■ TEXT SECTION
Case Study 1 — When the Primary Key Had to Change

The chapter recommended a stable surrogate key as the primary key, and protecting natural keys with UNIQUE. Here's the cautionary tale of a team that used a natural key as its primary key — and the slow-motion disaster that followed when reality refused to cooperate.

Background

A regional health-services company built a patient-records system. Early on, an engineer made a decision that felt clean and even elegant: use each patient's government-issued ID number as the primary key of the patients table. After all, it was unique, every patient had one, and it meant they'd never need a separate id column. Every other table — appointments, prescriptions, lab_results, billing — referenced patients by that government ID as a foreign key.

For two years it worked. Then reality arrived, as it always does, in several inconvenient shapes.

The cracks

Patients without an ID. The clinic began serving newborns (who don't yet have an ID issued), foreign visitors, and undocumented patients. These people needed records now, before any government ID existed. But the primary key can't be NULL (entity integrity), and it must be unique. The team's ugly workaround was to invent fake IDs (TEMP-0001, UNKNOWN-2, all-zeros) — which promptly collided with each other and polluted the one column every other table depended on.

[Stored items]
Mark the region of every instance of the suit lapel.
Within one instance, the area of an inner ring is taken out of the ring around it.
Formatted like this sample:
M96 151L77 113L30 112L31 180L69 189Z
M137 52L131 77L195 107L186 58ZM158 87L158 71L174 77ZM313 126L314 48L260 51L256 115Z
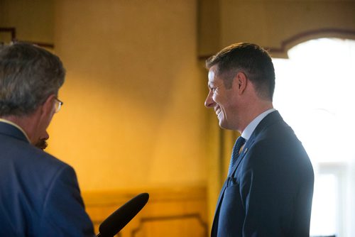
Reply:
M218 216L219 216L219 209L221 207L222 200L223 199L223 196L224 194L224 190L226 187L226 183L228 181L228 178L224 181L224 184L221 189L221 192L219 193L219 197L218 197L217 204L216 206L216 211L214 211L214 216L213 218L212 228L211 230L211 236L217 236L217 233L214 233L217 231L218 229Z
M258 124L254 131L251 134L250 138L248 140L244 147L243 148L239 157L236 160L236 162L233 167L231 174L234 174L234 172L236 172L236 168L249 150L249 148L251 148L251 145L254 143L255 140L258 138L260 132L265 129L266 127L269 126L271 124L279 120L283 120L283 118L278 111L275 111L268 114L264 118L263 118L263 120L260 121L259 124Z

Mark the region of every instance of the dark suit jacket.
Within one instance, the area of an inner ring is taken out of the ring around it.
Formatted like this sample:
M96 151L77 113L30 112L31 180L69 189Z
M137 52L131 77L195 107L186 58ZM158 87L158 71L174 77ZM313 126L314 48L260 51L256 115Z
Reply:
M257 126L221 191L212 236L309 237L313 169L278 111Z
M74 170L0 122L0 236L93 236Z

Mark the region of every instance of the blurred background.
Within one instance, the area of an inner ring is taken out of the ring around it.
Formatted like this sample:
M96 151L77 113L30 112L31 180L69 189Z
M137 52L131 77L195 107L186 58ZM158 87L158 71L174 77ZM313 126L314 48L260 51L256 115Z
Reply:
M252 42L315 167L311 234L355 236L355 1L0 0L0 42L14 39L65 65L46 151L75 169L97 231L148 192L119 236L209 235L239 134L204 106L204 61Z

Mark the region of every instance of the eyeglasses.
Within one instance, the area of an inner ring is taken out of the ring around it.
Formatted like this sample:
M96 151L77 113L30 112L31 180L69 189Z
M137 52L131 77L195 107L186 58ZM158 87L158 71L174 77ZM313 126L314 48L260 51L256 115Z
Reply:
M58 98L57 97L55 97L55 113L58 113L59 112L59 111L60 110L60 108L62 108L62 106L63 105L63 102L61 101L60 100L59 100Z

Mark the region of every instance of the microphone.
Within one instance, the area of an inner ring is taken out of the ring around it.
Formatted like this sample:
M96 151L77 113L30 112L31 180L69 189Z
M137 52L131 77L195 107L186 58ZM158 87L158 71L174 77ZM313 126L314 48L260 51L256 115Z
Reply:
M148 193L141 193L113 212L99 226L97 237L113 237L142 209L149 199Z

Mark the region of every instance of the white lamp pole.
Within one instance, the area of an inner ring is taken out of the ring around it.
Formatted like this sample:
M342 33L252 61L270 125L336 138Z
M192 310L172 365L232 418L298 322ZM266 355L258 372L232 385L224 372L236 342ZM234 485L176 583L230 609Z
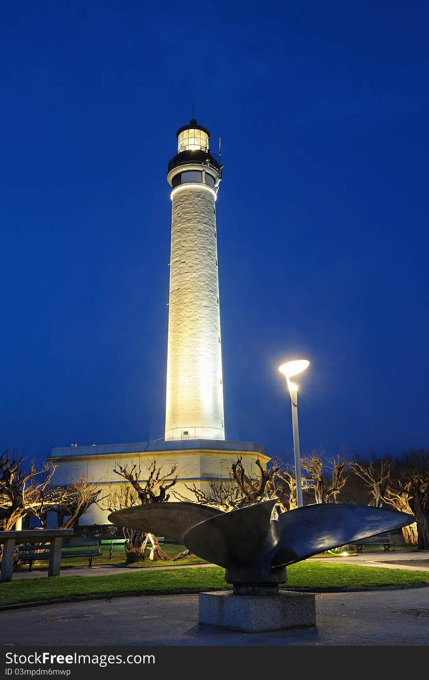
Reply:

■ WHAT THE EXERCISE ASKS
In the case study, rewrite the stretch from "The chapter recommended" through "refused to cooperate.", changing "cautionary tale" to "warning story".

■ TASK RESPONSE
The chapter recommended a stable surrogate key as the primary key, and protecting natural keys with UNIQUE. Here's the warning story of a team that used a natural key as its primary key — and the slow-motion disaster that followed when reality refused to cooperate.